What you should do: Restate word for word the lines in the listing below, starting at the line containing "pixel 139 299" and ending at the line containing "pixel 230 35", both included; leave out the rest.

*** Material for this task ***

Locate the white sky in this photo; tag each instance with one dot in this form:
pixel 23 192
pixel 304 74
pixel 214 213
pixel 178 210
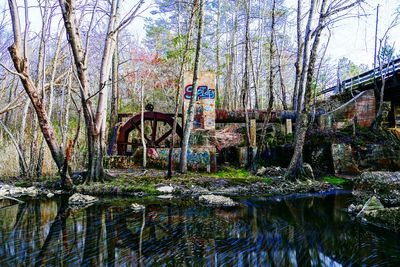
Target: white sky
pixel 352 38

*** End of Material for this task ***
*** Material for this task ***

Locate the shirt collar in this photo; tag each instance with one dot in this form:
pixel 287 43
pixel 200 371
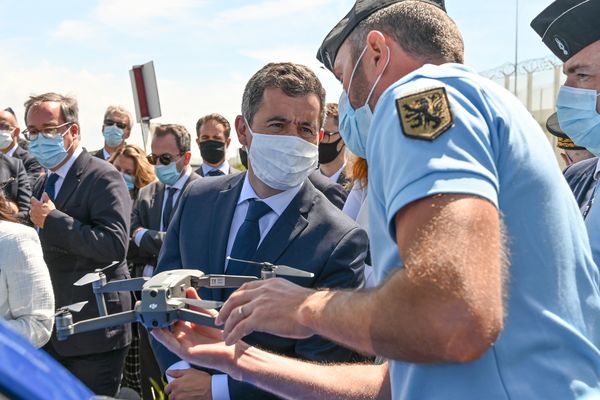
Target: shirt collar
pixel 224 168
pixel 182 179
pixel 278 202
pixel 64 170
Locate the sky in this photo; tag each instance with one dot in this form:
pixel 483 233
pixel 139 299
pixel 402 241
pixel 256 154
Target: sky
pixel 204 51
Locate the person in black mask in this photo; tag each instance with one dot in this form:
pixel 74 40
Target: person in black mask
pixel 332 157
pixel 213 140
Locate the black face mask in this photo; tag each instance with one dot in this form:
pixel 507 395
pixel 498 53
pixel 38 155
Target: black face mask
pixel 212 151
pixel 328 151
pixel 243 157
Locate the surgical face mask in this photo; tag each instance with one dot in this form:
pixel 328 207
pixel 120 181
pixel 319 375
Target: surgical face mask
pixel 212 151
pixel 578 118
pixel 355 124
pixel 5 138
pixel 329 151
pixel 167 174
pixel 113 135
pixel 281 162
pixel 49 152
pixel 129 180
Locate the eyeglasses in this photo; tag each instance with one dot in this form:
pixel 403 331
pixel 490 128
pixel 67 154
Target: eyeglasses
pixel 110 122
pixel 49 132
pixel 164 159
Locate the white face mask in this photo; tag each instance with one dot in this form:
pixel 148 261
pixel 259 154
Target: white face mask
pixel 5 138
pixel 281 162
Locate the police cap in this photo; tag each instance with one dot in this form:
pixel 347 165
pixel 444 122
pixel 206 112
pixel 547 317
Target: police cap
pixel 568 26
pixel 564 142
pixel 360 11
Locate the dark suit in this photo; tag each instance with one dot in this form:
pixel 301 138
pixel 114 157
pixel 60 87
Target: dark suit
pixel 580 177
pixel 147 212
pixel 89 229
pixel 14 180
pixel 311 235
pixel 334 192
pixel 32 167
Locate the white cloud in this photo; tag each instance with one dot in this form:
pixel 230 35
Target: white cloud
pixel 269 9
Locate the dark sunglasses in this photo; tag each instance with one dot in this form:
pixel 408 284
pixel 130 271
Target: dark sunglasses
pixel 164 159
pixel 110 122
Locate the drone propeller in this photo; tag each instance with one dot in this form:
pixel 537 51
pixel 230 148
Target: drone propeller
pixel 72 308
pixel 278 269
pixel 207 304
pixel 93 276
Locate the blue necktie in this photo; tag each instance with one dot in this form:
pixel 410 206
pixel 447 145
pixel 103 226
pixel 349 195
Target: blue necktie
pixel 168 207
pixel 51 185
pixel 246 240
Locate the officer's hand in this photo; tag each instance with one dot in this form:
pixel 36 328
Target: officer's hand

*** End of Material for this task ***

Completed exercise:
pixel 139 299
pixel 402 241
pixel 256 154
Target: sky
pixel 204 51
Locate the person in black mask in this photo; tag each instance with one dot in this form:
pixel 74 40
Target: person in black mask
pixel 332 157
pixel 213 140
Locate the black face mask in this photo; tag each instance with one dot in this form:
pixel 507 395
pixel 498 53
pixel 38 155
Target: black face mask
pixel 212 151
pixel 328 151
pixel 243 157
Locate the surgical face mask in this photo; tag each instance with one dot in this form:
pixel 328 207
pixel 120 181
pixel 319 375
Target: surgical face mask
pixel 212 151
pixel 578 118
pixel 355 124
pixel 5 138
pixel 329 151
pixel 167 174
pixel 113 135
pixel 281 162
pixel 49 152
pixel 129 180
Locate the eyeglasses in this photo; tag each instance with one dot in this form:
pixel 403 331
pixel 490 128
pixel 67 154
Target: eyeglasses
pixel 110 122
pixel 49 132
pixel 164 159
Locate the white face mask in this photo; tag each instance with one dot in this form:
pixel 148 261
pixel 259 154
Target: white face mask
pixel 5 138
pixel 281 162
Locate the police cap in this photo; tag each instance with one dot in this form:
pixel 347 165
pixel 444 122
pixel 206 112
pixel 547 317
Target: police cap
pixel 568 26
pixel 564 142
pixel 360 11
Locate the dark suit in this photo; tag each instance with one dot in this form:
pixel 301 138
pixel 114 157
pixel 60 87
Target: dark suit
pixel 580 177
pixel 147 212
pixel 89 229
pixel 14 180
pixel 311 235
pixel 334 192
pixel 32 167
Locate the white cloud in this photo; tag each instance with one dot in this form:
pixel 230 35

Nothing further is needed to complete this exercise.